◆ Provided text
* * * * *

Major blackouts are usually caused by cascading contingencies, such as a short circuit, an overloaded component, and a generator outage, with complicated interactions. The vulnerability of the system to (in itself) low-probability incidents that expand to a cascading outage (which is also called the domino effect) increases when the system is already stressed by other causes, such as congested transmission corridors when there is a bulk exchange of power between parts of the system. Quite often, a cascading outage is initiated by forces of nature or by weather conditions: (thunder) storms, extreme temperatures, geomagnetic storms, forest fires, and so forth. The sequence of events leading to a blackout are usually diverse, but the result is always the same: an interruption of the power supply for a certain period of time.
Two major blackouts in 2003 show what can cause such a disastrous event and on what time scale it takes place. The first blackout happend in the northeastern part of the United States and Canada on August 14, 2003; the blackout affected approximately 50 million people, and it took more than 24 hours to restore the power supply in New York City and other areas. The second took place in Italy on September 28, 2003. The blackout affected approximately 57 million people, and it took 5–9 hours to restore the power to Rome and the major cities of the country.
Blackout in Northeastern United States and Canada (August 14, 2003)
The blackout in Northeastern United States and Canada has been investigated and documented by the North American Electric Reliability Council  and the US–Canada Power System Outage Task Force . Here follows a short description of the sequence of events that led to the blackout in Northeastern United States and Canada (see Figure 1 ).On August 14, 2003, there were voltage problems in the border area between the United States and Canada. The scenario that led to the actual blackout in New York and wide surroundings at 4.13 p.m. started around noon. Shortly after 12 o’clock, a 375 MW unit in the Conesville power station in mid-Ohio was disconnected from the grid, followed by 785 MW of the Greenwood power station in northern Detroit (Michigan) 1 hour 10 minutes later and 597 MW of the Eastlake power station in northern Ohio 18 minutes later. The loss of these three generating units caused a change in the power flow in the power pool around the great lakes, the so-called Eastern Interconnection. At 2.02 p.m., an important 345 kV transmission link from the southwest to the north of Ohio was taken out of service. There was a forest fire close to the transmission lines, and there was fear that the heat would ionize the air surrounding the lines and would cause a short circuit. Between 3.00 p.m. and a 3.45 p.m., three other 345 kV links were taken out of service, and an important connection in the transport capacity between east and north Ohio had at that moment disappeared. The power flow divided up over the remaining connections, such as connections at the 138-kV level. These connections got overloaded. Because of the large voltage drop, 600 MW industrial consumption was disconnected in Ohio, as well as consumers at the 138 and 69 kV network.

* * * * *

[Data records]
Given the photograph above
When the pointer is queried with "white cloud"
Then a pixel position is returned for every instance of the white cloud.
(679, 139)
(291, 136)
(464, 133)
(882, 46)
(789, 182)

* * * * *

◆ What the task asks
Output the passage of the blackout text starting at "Two major blackouts" and ending at "(August 14, 2003)". The data records have no connection to the blackout text.

◆ Right answer
Two major blackouts in 2003 show what can cause such a disastrous event and on what time scale it takes place. The first blackout happend in the northeastern part of the United States and Canada on August 14, 2003; the blackout affected approximately 50 million people, and it took more than 24 hours to restore the power supply in New York City and other areas. The second took place in Italy on September 28, 2003. The blackout affected approximately 57 million people, and it took 5–9 hours to restore the power to Rome and the major cities of the country.
Blackout in Northeastern United States and Canada (August 14, 2003)